TRY IT: Repeat the entries exactly as they stand.

Records from a data source

┄┄┄┄┄┄┄┄┄┄

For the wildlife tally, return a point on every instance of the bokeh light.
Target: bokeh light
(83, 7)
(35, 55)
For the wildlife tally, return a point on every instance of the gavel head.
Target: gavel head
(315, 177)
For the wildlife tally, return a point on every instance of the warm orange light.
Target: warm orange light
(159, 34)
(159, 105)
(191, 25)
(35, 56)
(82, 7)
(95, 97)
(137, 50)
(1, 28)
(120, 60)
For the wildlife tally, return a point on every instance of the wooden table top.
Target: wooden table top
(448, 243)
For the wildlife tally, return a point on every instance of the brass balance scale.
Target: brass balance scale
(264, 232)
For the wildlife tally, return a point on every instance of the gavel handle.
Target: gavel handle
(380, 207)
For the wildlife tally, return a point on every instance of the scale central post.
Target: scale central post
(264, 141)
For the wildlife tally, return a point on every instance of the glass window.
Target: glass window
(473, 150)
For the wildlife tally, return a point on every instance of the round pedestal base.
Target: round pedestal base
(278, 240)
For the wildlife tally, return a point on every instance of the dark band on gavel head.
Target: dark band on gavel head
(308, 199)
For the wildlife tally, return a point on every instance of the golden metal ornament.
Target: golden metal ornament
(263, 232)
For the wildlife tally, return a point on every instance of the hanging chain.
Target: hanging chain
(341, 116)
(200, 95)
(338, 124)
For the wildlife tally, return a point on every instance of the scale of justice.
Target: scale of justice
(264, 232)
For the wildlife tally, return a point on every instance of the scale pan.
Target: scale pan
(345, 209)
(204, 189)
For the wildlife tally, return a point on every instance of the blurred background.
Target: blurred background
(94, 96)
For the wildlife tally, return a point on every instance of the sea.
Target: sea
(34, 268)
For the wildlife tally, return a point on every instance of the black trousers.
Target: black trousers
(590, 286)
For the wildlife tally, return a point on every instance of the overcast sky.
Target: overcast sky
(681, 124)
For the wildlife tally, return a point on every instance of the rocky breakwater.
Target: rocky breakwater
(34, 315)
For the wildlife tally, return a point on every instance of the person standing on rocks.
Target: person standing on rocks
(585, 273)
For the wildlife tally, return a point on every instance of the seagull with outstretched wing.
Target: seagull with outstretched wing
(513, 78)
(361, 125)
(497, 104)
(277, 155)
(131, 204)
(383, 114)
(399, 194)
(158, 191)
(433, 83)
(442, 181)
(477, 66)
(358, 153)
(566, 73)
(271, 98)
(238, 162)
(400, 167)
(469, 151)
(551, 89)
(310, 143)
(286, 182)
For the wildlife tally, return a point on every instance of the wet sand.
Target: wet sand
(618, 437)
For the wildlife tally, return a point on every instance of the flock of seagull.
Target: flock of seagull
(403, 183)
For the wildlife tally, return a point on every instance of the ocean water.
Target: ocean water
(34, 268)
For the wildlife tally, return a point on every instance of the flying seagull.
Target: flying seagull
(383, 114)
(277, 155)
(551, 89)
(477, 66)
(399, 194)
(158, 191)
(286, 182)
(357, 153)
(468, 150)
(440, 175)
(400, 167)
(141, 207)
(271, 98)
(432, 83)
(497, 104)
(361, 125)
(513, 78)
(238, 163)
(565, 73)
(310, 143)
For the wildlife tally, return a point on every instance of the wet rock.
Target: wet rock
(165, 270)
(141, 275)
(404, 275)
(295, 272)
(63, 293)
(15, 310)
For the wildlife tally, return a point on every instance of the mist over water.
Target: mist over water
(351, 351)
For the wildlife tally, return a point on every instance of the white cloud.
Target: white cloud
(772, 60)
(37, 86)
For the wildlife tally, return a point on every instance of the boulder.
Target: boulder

┄┄┄┄┄┄┄┄┄┄

OUTPUT OF THE TASK:
For the wildlife tally, return a point on every instance of the bokeh light.
Target: bokeh light
(83, 7)
(35, 55)
For the wildlife tally, return a point on every instance of the gavel head.
Target: gavel head
(315, 177)
For the wildlife tally, return a point on every instance of the warm orange light.
Target: warm orange light
(159, 34)
(159, 105)
(191, 25)
(35, 56)
(82, 7)
(95, 97)
(137, 50)
(1, 28)
(120, 60)
For the wildlife tally, return a point on every instance of the wooden table top.
Target: wooden table top
(448, 243)
For the wildlife tally, return a point on every instance of the brass balance scale.
Target: brass balance scale
(264, 232)
For the wildlife tally, return a point on every instance of the gavel handle.
Target: gavel handle
(380, 207)
For the wildlife tally, return a point on every instance of the scale central post.
Target: scale central post
(264, 141)
For the wildlife tally, return a point on every instance of the glass window.
Target: glass window
(473, 150)
For the wildlife tally, return a point on every instance of the round pedestal base.
Target: round pedestal base
(278, 240)
For the wildlife tally, return a point on every instance of the dark band on gavel head.
Target: dark band on gavel head
(308, 199)
For the wildlife tally, return a point on every instance of the golden metal ornament.
Target: golden metal ornament
(263, 232)
For the wildlife tally, return a point on every instance of the hanging chain.
Target: hanging chain
(341, 116)
(200, 95)
(338, 124)
For the wildlife tally, return a point on every instance of the scale of justice.
Target: scale of justice
(264, 232)
For the wildlife tally, return a point on every instance of the scale pan.
Target: scale pan
(345, 209)
(204, 189)
For the wildlife tally, return a point on every instance of the blurred background.
Target: blurred background
(94, 96)
For the wildlife tally, return a point on every instance of the sea.
Target: sea
(34, 268)
For the wildlife tally, return a point on every instance of the black trousers.
Target: black trousers
(590, 286)
For the wildlife tally, return a point on every instance of the overcast sky.
Target: overcast sky
(681, 124)
For the wildlife tally, return a point on every instance of the rocky breakwater.
Target: rocky breakwater
(34, 315)
For the wildlife tally, return a point on every instance of the person standing on rocks.
Target: person standing on rocks
(585, 273)
For the wildlife tally, return a point on every instance of the seagull with outstretched wing.
Target: seagull with outstretched wing
(513, 78)
(361, 125)
(497, 104)
(277, 155)
(131, 204)
(383, 114)
(399, 194)
(158, 191)
(433, 83)
(442, 181)
(477, 66)
(358, 153)
(566, 73)
(271, 98)
(238, 162)
(400, 167)
(469, 151)
(551, 89)
(310, 143)
(286, 182)
For the wildlife tally, return a point on every instance of the wet sand.
Target: wet sand
(618, 437)
For the wildlife tally, return a point on every instance of the flock of seagull.
Target: flock of seagull
(403, 183)
For the wildlife tally, return a point on every instance of the ocean water.
Target: ocean water
(34, 268)
For the wildlife tally, return a point on every instance of the flying seagull.
Target: flying seagull
(383, 114)
(277, 155)
(551, 89)
(477, 66)
(399, 194)
(158, 191)
(286, 182)
(357, 153)
(468, 150)
(440, 175)
(400, 167)
(141, 207)
(271, 98)
(432, 83)
(497, 104)
(361, 125)
(513, 78)
(238, 163)
(565, 73)
(310, 143)
For the wildlife tally, return a point on every instance of the wet rock.
Target: wet rock
(165, 270)
(141, 275)
(404, 275)
(295, 272)
(63, 293)
(15, 310)
For the wildlife tally, return a point on every instance of the mist over water.
Target: mist over water
(351, 351)
For the wildlife tally, return a point on every instance of the white cloud.
Target: white cloud
(772, 60)
(37, 86)
For the wildlife tally, return a point on every instance of the boulder.
Target: boulder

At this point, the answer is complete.